▸ **What the task asks**: Output every record below precisely as it is written.
*** Supplied data ***
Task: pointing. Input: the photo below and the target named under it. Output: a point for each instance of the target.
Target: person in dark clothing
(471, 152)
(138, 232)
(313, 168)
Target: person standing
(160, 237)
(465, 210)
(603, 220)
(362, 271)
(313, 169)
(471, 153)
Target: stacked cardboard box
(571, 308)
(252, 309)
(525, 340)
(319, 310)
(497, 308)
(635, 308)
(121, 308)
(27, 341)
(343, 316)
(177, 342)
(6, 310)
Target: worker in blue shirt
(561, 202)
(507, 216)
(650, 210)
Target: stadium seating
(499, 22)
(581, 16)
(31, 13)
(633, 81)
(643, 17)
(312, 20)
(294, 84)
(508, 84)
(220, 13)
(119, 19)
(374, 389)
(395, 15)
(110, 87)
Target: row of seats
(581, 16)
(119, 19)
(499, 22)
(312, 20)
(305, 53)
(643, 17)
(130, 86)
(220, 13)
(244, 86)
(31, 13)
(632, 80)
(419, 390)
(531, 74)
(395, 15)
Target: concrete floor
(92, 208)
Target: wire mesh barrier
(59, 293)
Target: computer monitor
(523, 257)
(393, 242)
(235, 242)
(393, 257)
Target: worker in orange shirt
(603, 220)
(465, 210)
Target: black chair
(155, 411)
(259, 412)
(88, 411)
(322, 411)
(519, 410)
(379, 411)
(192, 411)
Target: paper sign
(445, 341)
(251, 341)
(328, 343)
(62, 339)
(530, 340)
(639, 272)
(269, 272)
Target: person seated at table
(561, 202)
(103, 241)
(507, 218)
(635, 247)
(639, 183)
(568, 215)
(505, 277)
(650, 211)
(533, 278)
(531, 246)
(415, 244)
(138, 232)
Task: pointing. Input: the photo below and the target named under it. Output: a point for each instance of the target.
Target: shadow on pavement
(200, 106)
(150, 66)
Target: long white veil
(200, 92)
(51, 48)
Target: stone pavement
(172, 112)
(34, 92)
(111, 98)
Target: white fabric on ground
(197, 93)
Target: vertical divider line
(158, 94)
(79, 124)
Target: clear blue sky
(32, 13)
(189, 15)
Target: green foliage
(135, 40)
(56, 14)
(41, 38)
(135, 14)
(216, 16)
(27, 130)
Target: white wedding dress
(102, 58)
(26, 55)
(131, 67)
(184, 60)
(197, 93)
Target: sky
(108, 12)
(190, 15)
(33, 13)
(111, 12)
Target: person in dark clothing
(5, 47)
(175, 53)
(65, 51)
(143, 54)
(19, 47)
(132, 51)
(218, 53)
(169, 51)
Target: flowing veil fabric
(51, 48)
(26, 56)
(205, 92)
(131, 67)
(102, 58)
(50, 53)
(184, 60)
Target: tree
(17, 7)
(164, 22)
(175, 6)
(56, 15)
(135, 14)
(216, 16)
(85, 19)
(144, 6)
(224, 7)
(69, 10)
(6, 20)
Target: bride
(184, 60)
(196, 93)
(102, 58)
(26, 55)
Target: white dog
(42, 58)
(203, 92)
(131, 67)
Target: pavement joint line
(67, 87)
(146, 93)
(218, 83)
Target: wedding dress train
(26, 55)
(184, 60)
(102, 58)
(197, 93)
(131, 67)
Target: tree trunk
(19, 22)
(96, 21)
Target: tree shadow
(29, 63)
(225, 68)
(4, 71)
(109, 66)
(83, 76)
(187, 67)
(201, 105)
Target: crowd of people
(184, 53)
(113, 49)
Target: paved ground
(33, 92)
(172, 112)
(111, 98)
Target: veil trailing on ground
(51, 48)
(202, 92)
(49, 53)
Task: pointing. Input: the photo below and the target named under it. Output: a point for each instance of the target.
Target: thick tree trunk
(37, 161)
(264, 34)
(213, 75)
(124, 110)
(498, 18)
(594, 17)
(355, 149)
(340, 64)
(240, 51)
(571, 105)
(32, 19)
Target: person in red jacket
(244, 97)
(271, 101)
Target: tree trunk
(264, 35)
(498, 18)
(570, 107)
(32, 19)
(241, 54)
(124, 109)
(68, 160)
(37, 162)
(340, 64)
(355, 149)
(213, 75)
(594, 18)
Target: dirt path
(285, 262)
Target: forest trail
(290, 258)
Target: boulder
***
▸ **Result**:
Task: pointing. Input: the photo below and the target named under it. Output: a point for each instance of the target.
Target: person in dark clothing
(471, 152)
(138, 232)
(313, 168)
Target: person standing
(160, 237)
(465, 210)
(603, 220)
(362, 271)
(313, 169)
(471, 153)
Target: stacked cardboard box
(571, 308)
(252, 309)
(525, 340)
(319, 310)
(497, 308)
(635, 308)
(121, 308)
(27, 341)
(343, 316)
(177, 342)
(6, 310)
Target: worker in blue shirt
(561, 202)
(507, 216)
(650, 210)
Target: stadium seating
(499, 22)
(581, 16)
(31, 13)
(633, 81)
(643, 17)
(312, 20)
(294, 84)
(508, 84)
(220, 13)
(119, 19)
(374, 389)
(395, 15)
(110, 87)
Target: row of seats
(581, 16)
(119, 19)
(499, 22)
(312, 20)
(305, 53)
(643, 17)
(130, 86)
(220, 13)
(244, 86)
(31, 13)
(632, 80)
(419, 390)
(531, 74)
(395, 15)
Target: concrete floor
(92, 208)
Target: wire mesh barrier
(59, 293)
Target: computer monitor
(523, 257)
(393, 242)
(235, 242)
(393, 257)
Target: worker in orange shirt
(603, 220)
(465, 210)
Target: black chair
(155, 411)
(259, 412)
(88, 411)
(322, 411)
(519, 410)
(379, 411)
(192, 411)
Target: paper sign
(445, 341)
(251, 341)
(328, 343)
(62, 339)
(530, 340)
(639, 272)
(269, 272)
Target: person seated at table
(561, 202)
(103, 241)
(507, 218)
(635, 247)
(639, 183)
(568, 215)
(505, 277)
(650, 211)
(533, 278)
(531, 246)
(415, 244)
(138, 232)
Task: pointing. Input: the photo below and the target named under it. Output: a point for each instance of the target.
Target: shadow on pavement
(200, 106)
(150, 66)
Target: long white veil
(200, 92)
(51, 48)
Target: stone pavement
(172, 112)
(34, 92)
(111, 98)
Target: white fabric on ground
(197, 93)
Target: vertical divider line
(158, 94)
(79, 124)
Target: clear blue sky
(32, 13)
(189, 15)
Target: green foliage
(135, 40)
(56, 14)
(41, 38)
(135, 14)
(216, 16)
(27, 130)
Target: white wedding dress
(102, 58)
(26, 55)
(131, 67)
(184, 60)
(197, 93)
Target: sky
(108, 12)
(190, 15)
(33, 13)
(111, 12)
Target: person in dark clothing
(5, 47)
(175, 53)
(65, 51)
(143, 54)
(19, 47)
(132, 51)
(218, 53)
(169, 51)
Target: flowing veil fabric
(51, 48)
(26, 56)
(205, 92)
(131, 67)
(102, 58)
(50, 53)
(184, 60)
Target: tree
(17, 7)
(164, 22)
(175, 6)
(56, 15)
(135, 14)
(216, 16)
(85, 19)
(144, 6)
(224, 7)
(69, 10)
(6, 20)
Target: bride
(184, 60)
(196, 93)
(102, 58)
(26, 55)
Target: white dog
(42, 58)
(203, 92)
(131, 67)
Target: pavement joint line
(67, 87)
(146, 93)
(218, 83)
Target: wedding dress train
(26, 55)
(184, 60)
(102, 58)
(197, 93)
(131, 67)
Target: tree trunk
(19, 22)
(96, 21)
Target: tree shadow
(29, 63)
(225, 68)
(4, 71)
(109, 66)
(83, 76)
(187, 67)
(201, 105)
Target: crowd of people
(184, 53)
(113, 49)
Target: paved ground
(33, 92)
(172, 112)
(111, 98)
Target: veil trailing on ground
(51, 48)
(202, 92)
(49, 53)
Task: pointing. Input: the photo below and the target named under it. Output: a point for each instance of the target.
Target: thick tree trunk
(37, 161)
(264, 34)
(213, 75)
(124, 110)
(498, 18)
(594, 17)
(355, 149)
(340, 64)
(240, 51)
(571, 105)
(32, 19)
Target: person in red jacket
(244, 97)
(271, 101)
Target: tree trunk
(264, 35)
(498, 18)
(570, 107)
(32, 19)
(241, 54)
(124, 109)
(68, 160)
(37, 162)
(340, 64)
(355, 149)
(213, 75)
(594, 18)
Target: dirt path
(285, 262)
Target: forest trail
(290, 258)
Target: boulder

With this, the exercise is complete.